ACTIVITY LIST
#1 Do the following statements agree with the Office Depot excerpt below? Answer yes or no for each and quote the words from the excerpt that decide it. (a) Technicians at all six Office Depot locations claimed the computers showed symptoms of malware. (b) IOActive found no malicious software on the computers. (c) All three Office Max stores recommended a fix.
#2 Carry on the Office Depot excerpt below, starting after its last sentence.

Segment Start: EXCERPT PROVIDED

The retailer will no longer use PC Health Check following reports that it was recommending costly fixes for non-existent problems. The Seattle-based KIRO 7 news team recently took a pile of brand-new computers to six Office Depot locations around Portland, Ore. Technicians at four shops claimed the PCs showed "symptoms of malware," and offered to sell repair and protection services for up to $180.

KIRO 7 brought the same computers to local security company IOActive, where experts found no malicious software—let alone any symptoms.

"There's no such thing as a malware fairy that stops by in the night and finds computers to infect," Derek Held, IOActive IT specialist, told KIRO.

Sister station FOX25 in Boston recently ran a similar undercover report, bringing three out-of-the-box PCs to Office Max, an Office Depot Inc. affiliate. Techs at two locations suggested signs of "poor performance," recommending a fix between $149 and $199; a third store found no problems.

Segment End: EXCERPT PROVIDED
Segment Start: MATERIAL SHOWN

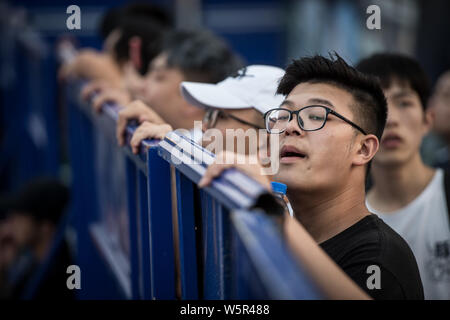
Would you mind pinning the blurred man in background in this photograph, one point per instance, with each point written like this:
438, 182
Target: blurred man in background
236, 104
131, 40
439, 106
407, 194
186, 56
27, 236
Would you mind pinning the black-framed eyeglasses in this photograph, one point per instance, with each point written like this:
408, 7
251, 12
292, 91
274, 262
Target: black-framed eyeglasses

Segment End: MATERIAL SHOWN

ANSWERS
#1
(a) No: "Technicians at four shops claimed the PCs showed "symptoms of malware,""
(b) Yes: "experts found no malicious software—let alone any symptoms."
(c) No: "a third store found no problems."

#2
Office Depot did not immediately respond to PCMag's request for comment. But the company told FOX25 that it "in no way condones any of the conduct that has been alleged in the reports. We have commenced a full review of the assertions and will take appropriate action. Office Depot is committed to providing the best possible service to our customers, and we are suspending the PC tune-up services throughout our retail chain pending our review."

Washington Sen. Maria Cantwell last week requested that the Federal Trade Commission investigate Office Depot Inc. for deceptive or unfair marketing practices related to these allegations.